Instruction: Print the range of lines that opens with the line containing "For the green leaf" and closes with the last line of the listing. Include both ends; print nothing more.

Pointing records
════

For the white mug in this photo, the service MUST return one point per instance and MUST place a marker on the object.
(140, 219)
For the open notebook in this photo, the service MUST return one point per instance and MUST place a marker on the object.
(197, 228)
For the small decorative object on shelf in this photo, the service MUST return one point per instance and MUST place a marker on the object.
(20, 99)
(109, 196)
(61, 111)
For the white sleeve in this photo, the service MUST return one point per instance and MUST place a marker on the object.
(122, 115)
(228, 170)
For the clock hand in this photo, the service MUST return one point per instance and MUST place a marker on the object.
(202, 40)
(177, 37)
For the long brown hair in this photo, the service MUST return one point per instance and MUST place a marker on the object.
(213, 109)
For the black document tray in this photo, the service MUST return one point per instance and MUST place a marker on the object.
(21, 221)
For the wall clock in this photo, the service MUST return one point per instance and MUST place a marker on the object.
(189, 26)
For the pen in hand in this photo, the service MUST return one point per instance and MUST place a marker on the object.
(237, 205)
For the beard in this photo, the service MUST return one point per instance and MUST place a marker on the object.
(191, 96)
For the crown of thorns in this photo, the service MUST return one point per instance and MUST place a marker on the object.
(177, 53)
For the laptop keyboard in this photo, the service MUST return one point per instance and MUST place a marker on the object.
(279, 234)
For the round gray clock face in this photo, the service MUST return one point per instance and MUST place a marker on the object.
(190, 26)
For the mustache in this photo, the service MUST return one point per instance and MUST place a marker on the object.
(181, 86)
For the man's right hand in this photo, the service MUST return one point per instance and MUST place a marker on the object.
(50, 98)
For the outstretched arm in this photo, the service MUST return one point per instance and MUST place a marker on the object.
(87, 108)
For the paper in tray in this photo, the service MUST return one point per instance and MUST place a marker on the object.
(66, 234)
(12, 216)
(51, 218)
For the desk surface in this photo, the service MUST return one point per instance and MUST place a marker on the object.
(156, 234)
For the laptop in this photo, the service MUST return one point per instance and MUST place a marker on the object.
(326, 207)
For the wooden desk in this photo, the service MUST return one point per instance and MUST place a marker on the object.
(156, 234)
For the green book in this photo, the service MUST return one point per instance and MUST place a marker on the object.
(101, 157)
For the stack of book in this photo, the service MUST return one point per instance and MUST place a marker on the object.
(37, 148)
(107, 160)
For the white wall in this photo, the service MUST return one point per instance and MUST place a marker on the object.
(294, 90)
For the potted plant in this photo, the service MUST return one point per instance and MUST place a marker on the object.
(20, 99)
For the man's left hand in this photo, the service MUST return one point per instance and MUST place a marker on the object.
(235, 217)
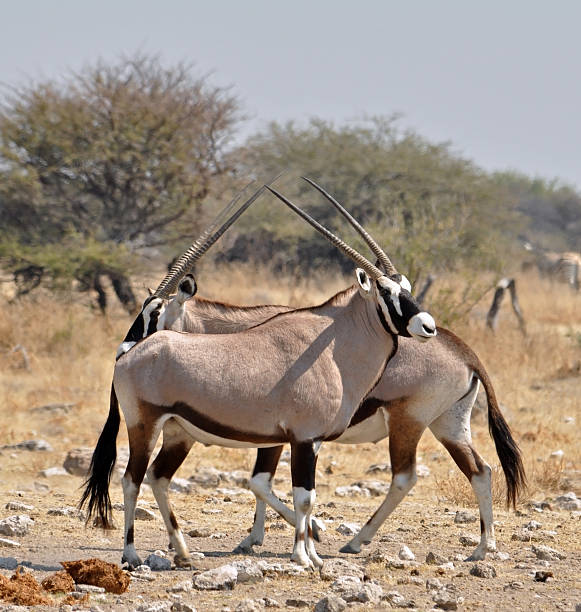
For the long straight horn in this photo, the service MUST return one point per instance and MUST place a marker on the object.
(335, 240)
(377, 250)
(205, 241)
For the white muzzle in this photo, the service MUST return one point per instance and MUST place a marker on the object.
(422, 326)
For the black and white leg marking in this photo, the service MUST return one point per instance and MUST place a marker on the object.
(261, 485)
(303, 466)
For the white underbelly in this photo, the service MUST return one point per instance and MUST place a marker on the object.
(372, 429)
(210, 439)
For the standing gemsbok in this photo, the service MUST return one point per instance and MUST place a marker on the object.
(289, 380)
(430, 385)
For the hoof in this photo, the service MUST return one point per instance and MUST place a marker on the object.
(130, 565)
(315, 532)
(349, 549)
(243, 549)
(184, 562)
(303, 562)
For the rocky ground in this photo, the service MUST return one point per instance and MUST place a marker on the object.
(415, 561)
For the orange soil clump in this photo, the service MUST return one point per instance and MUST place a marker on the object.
(23, 590)
(99, 573)
(60, 582)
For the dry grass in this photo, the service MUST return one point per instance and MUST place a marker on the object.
(70, 350)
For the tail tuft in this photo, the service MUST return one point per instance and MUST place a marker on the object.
(96, 492)
(509, 454)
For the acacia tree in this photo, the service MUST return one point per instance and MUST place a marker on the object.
(432, 208)
(105, 163)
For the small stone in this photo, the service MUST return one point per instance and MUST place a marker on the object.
(8, 563)
(483, 570)
(375, 487)
(298, 603)
(547, 553)
(181, 587)
(143, 572)
(348, 528)
(249, 605)
(78, 461)
(285, 569)
(433, 584)
(157, 606)
(406, 554)
(248, 571)
(144, 514)
(522, 535)
(207, 477)
(181, 485)
(17, 525)
(446, 599)
(182, 606)
(346, 583)
(351, 491)
(31, 445)
(200, 532)
(445, 567)
(333, 568)
(331, 603)
(370, 592)
(514, 585)
(18, 507)
(157, 563)
(463, 516)
(269, 602)
(568, 501)
(395, 598)
(221, 578)
(433, 558)
(543, 575)
(469, 540)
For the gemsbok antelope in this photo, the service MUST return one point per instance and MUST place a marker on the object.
(432, 385)
(288, 380)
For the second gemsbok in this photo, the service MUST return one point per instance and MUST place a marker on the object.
(289, 380)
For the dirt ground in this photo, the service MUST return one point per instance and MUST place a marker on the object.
(424, 522)
(57, 391)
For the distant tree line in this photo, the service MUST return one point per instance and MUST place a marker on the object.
(125, 160)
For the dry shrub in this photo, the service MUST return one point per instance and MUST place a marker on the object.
(455, 488)
(547, 475)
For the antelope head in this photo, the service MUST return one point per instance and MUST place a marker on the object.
(165, 306)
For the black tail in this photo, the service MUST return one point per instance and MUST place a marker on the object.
(96, 491)
(506, 448)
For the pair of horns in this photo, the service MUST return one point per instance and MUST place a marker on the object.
(361, 261)
(186, 261)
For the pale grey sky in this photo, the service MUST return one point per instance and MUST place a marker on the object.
(500, 79)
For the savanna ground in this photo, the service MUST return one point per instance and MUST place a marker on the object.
(70, 351)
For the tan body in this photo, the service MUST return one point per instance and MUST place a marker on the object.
(291, 379)
(425, 385)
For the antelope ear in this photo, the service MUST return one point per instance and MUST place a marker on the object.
(364, 283)
(186, 289)
(405, 283)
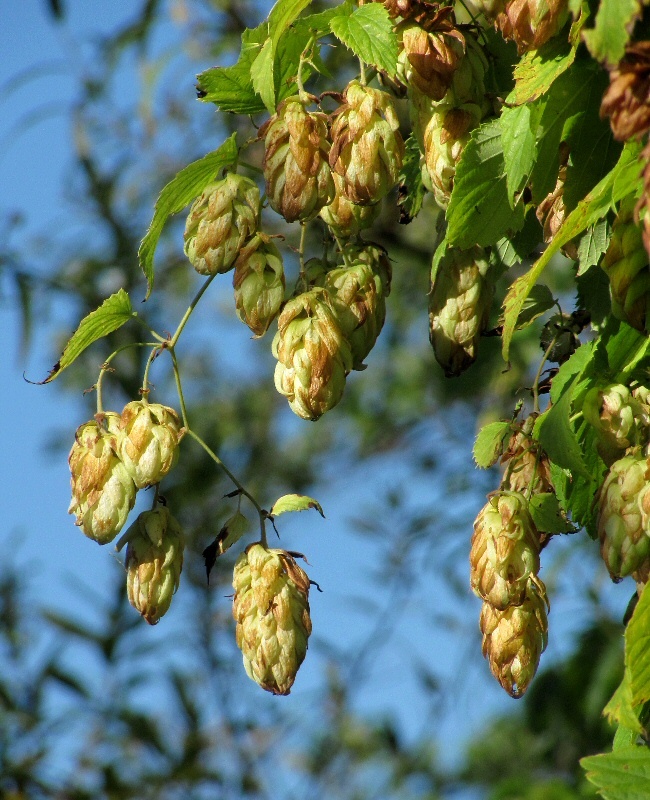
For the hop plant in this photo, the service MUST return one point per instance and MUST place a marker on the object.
(103, 492)
(505, 550)
(531, 23)
(459, 307)
(514, 638)
(367, 147)
(298, 178)
(313, 354)
(148, 446)
(258, 282)
(624, 515)
(221, 220)
(154, 560)
(271, 609)
(628, 270)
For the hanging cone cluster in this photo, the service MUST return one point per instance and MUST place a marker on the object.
(271, 609)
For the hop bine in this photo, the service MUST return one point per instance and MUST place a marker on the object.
(103, 492)
(154, 560)
(271, 609)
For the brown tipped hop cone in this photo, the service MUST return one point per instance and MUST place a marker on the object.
(505, 550)
(103, 492)
(514, 639)
(271, 609)
(221, 220)
(154, 560)
(149, 443)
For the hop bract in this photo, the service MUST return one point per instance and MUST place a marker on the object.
(271, 609)
(258, 282)
(296, 169)
(221, 220)
(624, 516)
(367, 147)
(514, 639)
(148, 446)
(154, 560)
(313, 355)
(459, 307)
(103, 492)
(505, 550)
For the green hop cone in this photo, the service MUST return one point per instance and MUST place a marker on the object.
(296, 169)
(271, 609)
(221, 220)
(505, 550)
(514, 639)
(459, 307)
(154, 560)
(313, 355)
(103, 492)
(149, 443)
(624, 516)
(367, 147)
(258, 282)
(628, 270)
(344, 218)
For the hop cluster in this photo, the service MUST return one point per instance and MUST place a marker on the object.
(271, 609)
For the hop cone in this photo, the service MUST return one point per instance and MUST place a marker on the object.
(154, 560)
(531, 23)
(258, 282)
(626, 100)
(313, 355)
(628, 270)
(298, 178)
(148, 446)
(221, 220)
(514, 639)
(367, 147)
(347, 219)
(271, 609)
(459, 307)
(103, 492)
(359, 294)
(505, 550)
(624, 516)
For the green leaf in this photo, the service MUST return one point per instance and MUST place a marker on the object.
(620, 775)
(518, 132)
(637, 650)
(369, 33)
(411, 189)
(614, 24)
(178, 194)
(537, 70)
(488, 447)
(587, 212)
(479, 212)
(111, 315)
(295, 502)
(547, 514)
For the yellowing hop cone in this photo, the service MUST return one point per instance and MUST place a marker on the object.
(271, 609)
(154, 560)
(103, 492)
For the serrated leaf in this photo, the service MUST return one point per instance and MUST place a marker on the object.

════

Correct result:
For the green leaf in this photo, the service MUST return one point per instance and MUST place a marker on the object.
(620, 775)
(518, 132)
(637, 650)
(369, 33)
(411, 189)
(614, 24)
(178, 194)
(537, 70)
(488, 447)
(587, 212)
(479, 212)
(111, 315)
(295, 502)
(547, 514)
For the yellowing hop cone in this photo, the service MUST return one point per instance and MUST place a marker on the object.
(271, 609)
(154, 560)
(103, 492)
For the serrated leaf in this photo, the service MUST return one point per instance and MUST place a marker on the object.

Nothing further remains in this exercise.